Task to complete ->
Reproduce each line of the material precisely.

Record extracts ->
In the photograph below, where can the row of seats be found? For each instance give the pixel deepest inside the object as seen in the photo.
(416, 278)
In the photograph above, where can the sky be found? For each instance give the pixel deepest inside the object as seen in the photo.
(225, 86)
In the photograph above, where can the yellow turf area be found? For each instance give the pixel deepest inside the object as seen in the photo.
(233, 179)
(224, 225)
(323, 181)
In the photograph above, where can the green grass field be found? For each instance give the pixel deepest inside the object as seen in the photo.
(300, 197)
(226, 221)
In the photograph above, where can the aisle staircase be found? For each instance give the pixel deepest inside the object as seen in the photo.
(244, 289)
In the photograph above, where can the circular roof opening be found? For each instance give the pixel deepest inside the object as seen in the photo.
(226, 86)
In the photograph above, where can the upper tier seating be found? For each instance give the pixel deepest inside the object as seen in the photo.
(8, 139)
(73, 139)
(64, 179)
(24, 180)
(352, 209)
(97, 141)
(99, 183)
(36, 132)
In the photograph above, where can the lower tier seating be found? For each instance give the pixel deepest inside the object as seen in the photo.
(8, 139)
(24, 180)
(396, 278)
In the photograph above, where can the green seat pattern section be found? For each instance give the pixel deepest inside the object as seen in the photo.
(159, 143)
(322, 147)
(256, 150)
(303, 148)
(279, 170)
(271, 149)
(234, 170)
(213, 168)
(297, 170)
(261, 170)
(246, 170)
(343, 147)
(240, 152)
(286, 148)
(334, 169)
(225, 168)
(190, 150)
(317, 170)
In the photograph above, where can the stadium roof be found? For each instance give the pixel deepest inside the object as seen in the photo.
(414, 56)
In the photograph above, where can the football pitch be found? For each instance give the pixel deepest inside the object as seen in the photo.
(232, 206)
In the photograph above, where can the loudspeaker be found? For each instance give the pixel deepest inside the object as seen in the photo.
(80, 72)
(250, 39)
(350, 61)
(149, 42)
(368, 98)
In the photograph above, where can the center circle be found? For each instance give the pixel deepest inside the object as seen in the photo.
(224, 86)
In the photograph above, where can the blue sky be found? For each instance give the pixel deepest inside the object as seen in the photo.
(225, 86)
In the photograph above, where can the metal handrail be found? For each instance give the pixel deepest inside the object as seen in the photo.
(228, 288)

Expected output ->
In the photograph below, where can the row of seats be found? For each instance give the pixel deepest inside the object as seen in the photo.
(416, 278)
In the photograph above, where can the sky be found? For each instance give the pixel deepest inside the object as seen in the photo.
(225, 86)
In the photograph above, where can the yellow turf area be found? For each instance give the pixel deepest inside the object as seen in the photo.
(233, 179)
(224, 225)
(323, 181)
In the photograph above, where can the green grass field be found? For each instance give the pixel deepest inside the object as seen in the photo.
(300, 197)
(226, 221)
In the photograph above, where can the aisle staircase be found? For each instance give the pixel deepest inside the object as seen in the photo.
(244, 289)
In the photograph above, where can the circular roof opening be found? For each instance give the pixel deepest inside the object as seen in the photo.
(226, 86)
In the photograph above, where can the upper tier seating be found? For each instance give the pixel deepest inside the object as seen in the photo.
(8, 139)
(73, 139)
(64, 179)
(24, 180)
(352, 209)
(97, 141)
(99, 183)
(36, 132)
In the photograph above, where can the lower tier seating be found? For each instance give the pixel deepest inside the object as seen in the photo.
(8, 139)
(24, 180)
(396, 278)
In the photograph above, where can the green seat pattern section be found? For each instance give the pixel deepest inside the object as seen in the photo.
(159, 143)
(322, 147)
(256, 150)
(303, 148)
(279, 170)
(271, 149)
(234, 170)
(213, 168)
(297, 170)
(261, 170)
(246, 170)
(343, 147)
(240, 152)
(286, 148)
(334, 169)
(225, 168)
(190, 150)
(317, 170)
In the photograph above, where can the stadium roof be found? For each instance give the pixel deepest inside the object as seen in the photo.
(414, 56)
In the photograph above, where can the football pitch be found? For each instance give the pixel deepest inside the object as seen in the photo.
(232, 206)
In the photograph above, where can the loudspeaker be found? For each instance give the pixel deepest inside the object as seen in the photo.
(80, 72)
(250, 39)
(350, 61)
(149, 42)
(368, 98)
In the photograph above, where can the center circle be found? For each instance give the pixel deepest inside the object as seen in the photo.
(224, 86)
In the photograph above, where can the blue sky be found? For each instance give the pixel deepest inside the object as seen in the photo.
(225, 86)
In the photograph above, where can the metal handrail be found? For each instance give the pixel deepest inside the object as seen in the photo.
(228, 288)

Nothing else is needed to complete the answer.